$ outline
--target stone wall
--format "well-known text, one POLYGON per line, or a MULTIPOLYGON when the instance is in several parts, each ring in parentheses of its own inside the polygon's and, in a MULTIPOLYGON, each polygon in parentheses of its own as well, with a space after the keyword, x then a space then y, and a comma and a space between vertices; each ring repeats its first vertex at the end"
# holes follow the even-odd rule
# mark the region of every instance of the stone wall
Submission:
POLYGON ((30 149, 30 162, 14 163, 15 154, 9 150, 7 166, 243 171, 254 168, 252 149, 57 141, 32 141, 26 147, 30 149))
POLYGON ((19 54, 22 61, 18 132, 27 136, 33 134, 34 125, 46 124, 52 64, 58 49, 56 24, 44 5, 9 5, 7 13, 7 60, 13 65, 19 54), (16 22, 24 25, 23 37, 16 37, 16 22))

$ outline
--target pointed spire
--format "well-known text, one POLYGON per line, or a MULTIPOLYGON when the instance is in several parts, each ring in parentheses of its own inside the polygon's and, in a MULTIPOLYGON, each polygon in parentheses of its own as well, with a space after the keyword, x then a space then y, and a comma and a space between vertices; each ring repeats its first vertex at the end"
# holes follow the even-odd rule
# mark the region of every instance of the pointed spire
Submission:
——
## TASK PROMPT:
Retype every entry above character for character, with no changes.

## OUTPUT OF THE EXERCISE:
$ outline
--target stone wall
--format "well-known text, one POLYGON per line, or a MULTIPOLYGON when the instance is in several parts, each ring in parentheses of its own inside the polygon's and, in a MULTIPOLYGON, each polygon in parentheses of its own as well, with a space after the keyword, x then a space then y, and a comma and a space between vertices; each ring repeats its first vertex at the end"
# holes follow the even-odd rule
# mark the region of every instance of the stone wall
Submission:
POLYGON ((30 149, 30 162, 14 163, 15 154, 9 150, 7 166, 243 171, 254 168, 252 149, 57 141, 32 141, 26 147, 30 149))
POLYGON ((19 54, 22 61, 18 132, 27 136, 33 134, 34 125, 46 124, 52 64, 58 49, 56 24, 44 5, 9 5, 7 13, 7 60, 13 65, 19 54), (16 22, 24 25, 23 37, 16 37, 16 22))

$ outline
--target pointed spire
--format "well-known text, one POLYGON per line, or a MULTIPOLYGON when the instance is in several parts, each ring in parentheses of its own inside the polygon's and, in a MULTIPOLYGON, each polygon in parentheses of its own as well, with a space after the keyword, x then a space then y, and a comma and a space between vertices; each ring repeats its first vertex at the end"
# holes follow the even-odd rule
# mark the region of every instance of the pointed spire
Submission:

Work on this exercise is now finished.